> **Brief 1**
Reproduce the passage of the Maribel Owen biography from "Maribel Yerxa Owen" to "by their mother.", word for word.
> **Brief 2**
Write the next part of the Maribel Owen biography, picking up after its final sentence.

Maribel Yerxa Owen (April 25, 1940 – February 15, 1961) was an American figure skater.

She was the daughter of skaters Maribel Vinson and Guy Owen and the sister of 1961 U.S. Ladies' Champion Laurie Owen. With pairs  partner Dudley Richards, they placed tenth at 1960 Winter Olympics and won the U.S. national championship in 1961. Along with her mother, sister, and the U.S. Figure Skating team and coaches, Owen died in the crash of Sabena Flight 548 en route to the 1961 World Championships.

Life and career
Born in Boston, Massachusetts, Owen was the first child born to Guy Owen and Maribel Vinson. She was named after her mother, and was known as "Maribel, Jr." or "Mara".  Her younger sister Laurence was also a champion skater, both coached by their mother.

Owen began to skate before the age of three and at the time the Owen family was living in Berkeley, California, and she competed in girls' singles competitions representing the St. Moritz Ice Skating Club.  After her parents' divorce and her father's death, the Owen family moved east to the Boston area in 1952 to live with their recently widowed grandmother in Winchester. Owen formed a pairs team with Charles Foster (later president of the United States Figure Skating Association). In 1956, when she age 15, she and Foster became the U.S. junior national champions.  When Foster retired from competition to attend medical school, she teamed with Dudley Richards, a college roommate of Ted Kennedy at Harvard.

With Richards, she competed at the 1960 Winter Olympics, placing tenth after finishing runner-up at the U.S. championships. They won the 1961 United States Figure Skating Championships and the silver medal at the 1961 North American Figure Skating Championships.

> **Excerpted data**
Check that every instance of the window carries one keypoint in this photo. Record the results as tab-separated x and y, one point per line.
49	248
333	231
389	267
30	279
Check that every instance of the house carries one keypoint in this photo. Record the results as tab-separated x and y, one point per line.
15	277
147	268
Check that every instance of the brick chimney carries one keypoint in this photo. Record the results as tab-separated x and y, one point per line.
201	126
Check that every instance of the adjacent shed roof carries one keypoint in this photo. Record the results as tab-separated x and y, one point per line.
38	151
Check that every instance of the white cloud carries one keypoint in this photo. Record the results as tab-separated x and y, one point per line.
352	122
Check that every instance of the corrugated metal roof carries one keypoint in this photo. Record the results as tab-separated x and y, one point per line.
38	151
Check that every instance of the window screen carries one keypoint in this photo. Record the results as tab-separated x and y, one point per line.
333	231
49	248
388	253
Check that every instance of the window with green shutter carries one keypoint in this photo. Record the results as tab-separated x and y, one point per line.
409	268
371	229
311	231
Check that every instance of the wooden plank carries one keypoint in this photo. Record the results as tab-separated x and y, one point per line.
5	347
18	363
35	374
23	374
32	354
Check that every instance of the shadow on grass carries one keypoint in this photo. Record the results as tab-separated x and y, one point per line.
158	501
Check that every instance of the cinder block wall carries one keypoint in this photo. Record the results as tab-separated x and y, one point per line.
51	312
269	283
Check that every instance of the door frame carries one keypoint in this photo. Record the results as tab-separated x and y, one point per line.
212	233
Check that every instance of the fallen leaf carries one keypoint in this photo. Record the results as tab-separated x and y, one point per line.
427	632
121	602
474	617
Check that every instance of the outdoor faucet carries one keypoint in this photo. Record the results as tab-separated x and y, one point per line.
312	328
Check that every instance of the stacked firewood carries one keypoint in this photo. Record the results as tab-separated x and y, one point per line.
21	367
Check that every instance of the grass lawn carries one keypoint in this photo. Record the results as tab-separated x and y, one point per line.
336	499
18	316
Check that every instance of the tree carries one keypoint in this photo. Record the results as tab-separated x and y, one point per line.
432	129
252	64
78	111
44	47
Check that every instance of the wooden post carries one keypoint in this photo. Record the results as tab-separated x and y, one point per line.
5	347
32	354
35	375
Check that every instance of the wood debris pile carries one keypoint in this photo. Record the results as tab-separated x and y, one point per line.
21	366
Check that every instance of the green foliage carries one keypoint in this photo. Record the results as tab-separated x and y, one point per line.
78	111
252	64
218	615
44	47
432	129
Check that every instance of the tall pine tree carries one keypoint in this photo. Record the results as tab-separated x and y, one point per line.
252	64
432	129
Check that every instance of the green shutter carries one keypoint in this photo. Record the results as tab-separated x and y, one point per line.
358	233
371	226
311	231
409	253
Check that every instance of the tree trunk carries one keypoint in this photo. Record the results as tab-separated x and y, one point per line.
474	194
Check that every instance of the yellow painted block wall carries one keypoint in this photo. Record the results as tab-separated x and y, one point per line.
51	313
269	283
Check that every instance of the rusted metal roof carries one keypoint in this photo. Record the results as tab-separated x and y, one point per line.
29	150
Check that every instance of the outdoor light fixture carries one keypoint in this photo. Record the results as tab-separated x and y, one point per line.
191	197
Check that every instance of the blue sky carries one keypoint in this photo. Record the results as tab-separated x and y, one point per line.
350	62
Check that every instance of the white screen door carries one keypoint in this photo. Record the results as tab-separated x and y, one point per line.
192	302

> **Task output 1**
Maribel Yerxa Owen (April 25, 1940 – February 15, 1961) was an American figure skater.

She was the daughter of skaters Maribel Vinson and Guy Owen and the sister of 1961 U.S. Ladies' Champion Laurie Owen. With pairs  partner Dudley Richards, they placed tenth at 1960 Winter Olympics and won the U.S. national championship in 1961. Along with her mother, sister, and the U.S. Figure Skating team and coaches, Owen died in the crash of Sabena Flight 548 en route to the 1961 World Championships.

Life and career
Born in Boston, Massachusetts, Owen was the first child born to Guy Owen and Maribel Vinson. She was named after her mother, and was known as "Maribel, Jr." or "Mara".  Her younger sister Laurence was also a champion skater, both coached by their mother.

> **Task output 2**
On January 28, 2011, Owen was inducted into the United States Figure Skating Hall of Fame along with the entire 1961 World Team. Her sister Laurence Owen also was inducted and her mother Maribel Vinson Owen was inducted for a third time in 2011; in her capacity as a 1961 World Team Coach. Previously, her mother had been inducted in the inaugural Class of 1976 as a singles skater and for a second time in 1994 as a pairs skater.

Owen was a student at Boston University, where she was majoring in sociology and anthropology. She was also a member of Sigma Kappa sorority at Boston University.

Death

As a result of winning the national championship, Owen was selected to be a member of the U.S. team for the 1961 World Figure Skating Championships in Prague, Czechoslovakia. The team was on Sabena Flight 548, a Boeing 707, which crashed on a clear morning near Brussels, Belgium, killing all on board. Owen was only 20 years old and the World Championships that year were soon cancelled.

Owen was interred next to her mother and sister in Mount Auburn Cemetery in Cambridge. In Winchester, the Vinson-Owen elementary school was named in her family's honor.

Results
(pairs with Dudley Richards)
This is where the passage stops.